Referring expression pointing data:
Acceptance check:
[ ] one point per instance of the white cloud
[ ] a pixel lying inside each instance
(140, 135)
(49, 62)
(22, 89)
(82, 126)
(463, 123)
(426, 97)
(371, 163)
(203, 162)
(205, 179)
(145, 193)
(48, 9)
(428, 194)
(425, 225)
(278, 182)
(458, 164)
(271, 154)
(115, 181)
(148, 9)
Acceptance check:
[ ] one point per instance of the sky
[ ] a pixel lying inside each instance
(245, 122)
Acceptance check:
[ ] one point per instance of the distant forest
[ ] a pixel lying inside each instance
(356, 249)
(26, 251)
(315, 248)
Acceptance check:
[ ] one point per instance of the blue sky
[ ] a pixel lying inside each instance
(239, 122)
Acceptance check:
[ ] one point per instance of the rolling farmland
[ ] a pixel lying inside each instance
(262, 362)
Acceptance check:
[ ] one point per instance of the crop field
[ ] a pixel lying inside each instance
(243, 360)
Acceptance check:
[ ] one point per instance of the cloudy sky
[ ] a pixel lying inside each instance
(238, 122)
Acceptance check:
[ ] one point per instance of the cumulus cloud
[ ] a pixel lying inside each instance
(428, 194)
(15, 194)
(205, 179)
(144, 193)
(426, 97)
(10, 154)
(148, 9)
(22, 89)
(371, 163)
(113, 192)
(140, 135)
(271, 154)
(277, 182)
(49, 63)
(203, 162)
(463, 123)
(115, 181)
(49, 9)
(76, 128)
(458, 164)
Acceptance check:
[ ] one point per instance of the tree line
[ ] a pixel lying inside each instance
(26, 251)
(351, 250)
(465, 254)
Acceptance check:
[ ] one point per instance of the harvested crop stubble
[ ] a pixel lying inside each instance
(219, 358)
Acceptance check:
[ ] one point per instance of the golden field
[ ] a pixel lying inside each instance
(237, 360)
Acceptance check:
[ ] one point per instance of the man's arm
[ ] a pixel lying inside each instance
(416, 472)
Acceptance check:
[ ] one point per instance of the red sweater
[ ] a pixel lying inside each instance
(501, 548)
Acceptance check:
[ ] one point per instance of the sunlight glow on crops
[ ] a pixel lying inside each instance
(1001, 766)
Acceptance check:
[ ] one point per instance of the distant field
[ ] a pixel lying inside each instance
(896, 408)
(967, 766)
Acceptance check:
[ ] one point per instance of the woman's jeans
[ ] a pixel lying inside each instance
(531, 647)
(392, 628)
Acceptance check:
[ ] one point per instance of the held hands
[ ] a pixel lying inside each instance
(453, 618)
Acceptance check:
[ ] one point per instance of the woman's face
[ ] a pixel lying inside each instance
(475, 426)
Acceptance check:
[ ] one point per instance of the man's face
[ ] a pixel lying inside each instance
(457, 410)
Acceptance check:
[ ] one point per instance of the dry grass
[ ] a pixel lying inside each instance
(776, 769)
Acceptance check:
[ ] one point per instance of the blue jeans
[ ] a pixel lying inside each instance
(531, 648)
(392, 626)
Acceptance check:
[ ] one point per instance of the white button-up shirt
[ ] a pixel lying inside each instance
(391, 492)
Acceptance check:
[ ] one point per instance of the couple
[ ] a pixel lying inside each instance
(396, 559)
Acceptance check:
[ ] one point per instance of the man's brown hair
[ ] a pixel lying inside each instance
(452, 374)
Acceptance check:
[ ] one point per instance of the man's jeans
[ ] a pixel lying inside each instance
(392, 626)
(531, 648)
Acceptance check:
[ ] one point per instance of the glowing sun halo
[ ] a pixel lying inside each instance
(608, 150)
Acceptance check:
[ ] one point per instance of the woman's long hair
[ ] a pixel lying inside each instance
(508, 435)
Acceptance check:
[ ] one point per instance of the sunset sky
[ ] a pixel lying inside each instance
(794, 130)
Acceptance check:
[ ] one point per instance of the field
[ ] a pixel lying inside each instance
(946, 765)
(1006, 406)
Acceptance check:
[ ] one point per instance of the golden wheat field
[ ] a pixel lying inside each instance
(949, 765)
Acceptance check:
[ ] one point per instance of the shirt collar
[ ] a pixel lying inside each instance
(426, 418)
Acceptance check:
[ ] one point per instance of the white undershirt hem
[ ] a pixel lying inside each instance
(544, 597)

EXERCISE DIRECTIONS:
Your task is to retype all of the records exactly.

REPLY:
Acceptance check:
[ ] one point per instance of the white cloud
[ ] a pixel lying inside each instance
(140, 135)
(49, 62)
(22, 89)
(82, 126)
(463, 123)
(426, 97)
(371, 163)
(203, 162)
(205, 179)
(145, 193)
(48, 9)
(428, 194)
(425, 225)
(278, 182)
(458, 164)
(271, 154)
(115, 181)
(148, 9)
Acceptance check:
[ ] one point per instance of the sky
[ ] a pixel lying inside each instance
(245, 122)
Acceptance check:
[ ] one point per instance of the distant forest
[ ] a pixel lying inside each instance
(356, 249)
(26, 251)
(315, 248)
Acceptance check:
[ ] one point per instance of the blue sky
[ ] a pixel lying inside each instance
(239, 122)
Acceptance check:
[ ] one point per instance of the rolling farmland
[ ] a pixel lying inside each instance
(262, 362)
Acceptance check:
[ ] one point per instance of the crop field
[ ] a pixel lying inside each instance
(243, 360)
Acceptance check:
[ ] one point per instance of the cloudy sky
[ ] a pixel lying inside each instance
(238, 122)
Acceptance check:
[ ] one point per instance of the cumulus cloud
[ ] a pixel lying inside each instance
(428, 194)
(15, 194)
(205, 179)
(144, 193)
(426, 97)
(10, 154)
(148, 9)
(22, 89)
(371, 163)
(113, 192)
(140, 135)
(271, 154)
(277, 182)
(49, 63)
(203, 162)
(463, 123)
(115, 181)
(49, 9)
(76, 128)
(458, 164)
Acceptance check:
[ ] one point per instance of the tree line
[ ] a pixel lying inside each instance
(26, 251)
(351, 250)
(465, 254)
Acceptance check:
[ ] one point per instance of the harvested crop stubble
[ ] a pixel lying inside each instance
(219, 358)
Acceptance check:
[ ] one point per instance of the golden field
[ ] a pixel lying inside each instance
(237, 360)
Acceptance check:
[ ] one point per instance of the man's arm
[ ] a pixel lying inside each instance
(416, 472)
Acceptance check:
[ ] one point per instance of the red sweater
[ ] a pixel lying inside each instance
(501, 548)
Acceptance check:
[ ] one point per instance of the sunlight glow on crops
[ ] a pixel lying inside each instance
(1001, 766)
Acceptance check:
[ ] one point per instance of the distant field
[ ] a pixel lying inside each instance
(896, 408)
(967, 766)
Acceptance check:
[ ] one point per instance of the woman's jeans
[ ] a pixel lying inside each instance
(531, 647)
(392, 628)
Acceptance check:
[ ] one point per instance of the held hands
[ ] a pixel lying inside each instance
(453, 618)
Acceptance check:
[ ] one point per instance of the woman's face
[ ] a pixel lying inside each instance
(475, 426)
Acceptance check:
[ ] one point per instance of the man's face
[ ] a pixel lying inside each instance
(457, 410)
Acceptance check:
[ ] one point per instance of the dry grass
[ ] a pixel lying inside each instance
(776, 769)
Acceptance check:
[ ] one point per instance of the blue jeans
[ ] a pixel lying inside each instance
(531, 648)
(392, 626)
Acceptance check:
[ ] one point per instance of the white button-up shirt
[ ] a pixel lying inside each instance
(391, 492)
Acceptance check:
[ ] one point per instance of the couple
[ ] a pixel lying inside each instance
(396, 559)
Acceptance check:
[ ] one point per instance of the man's brown hair
[ ] a pixel lying inside each instance
(452, 374)
Acceptance check:
[ ] one point per instance of the man's jeans
[ ] a pixel lying inside each instance
(392, 626)
(531, 648)
Acceptance check:
[ ] one point per instance of the glowing sun halo
[ ] a pixel lying inside each instance
(608, 150)
Acceptance check:
[ ] one point per instance of the woman's long hair
[ ] a pixel lying inside each instance
(508, 435)
Acceptance check:
[ ] one point per instance of the sunset sky
[ ] a pixel lying inside each instance
(794, 130)
Acceptance check:
[ ] one point per instance of the field
[ ] a pixel lying inside each instance
(946, 765)
(1006, 406)
Acceptance check:
[ ] one point per instance of the golden wheat field
[ ] a pixel lying inside each instance
(949, 765)
Acceptance check:
[ ] one point per instance of the shirt collar
[ ] a pixel lying inside each instance
(426, 418)
Acceptance check:
[ ] one point per instance of the white undershirt hem
[ ] a pixel lying inside each instance
(544, 597)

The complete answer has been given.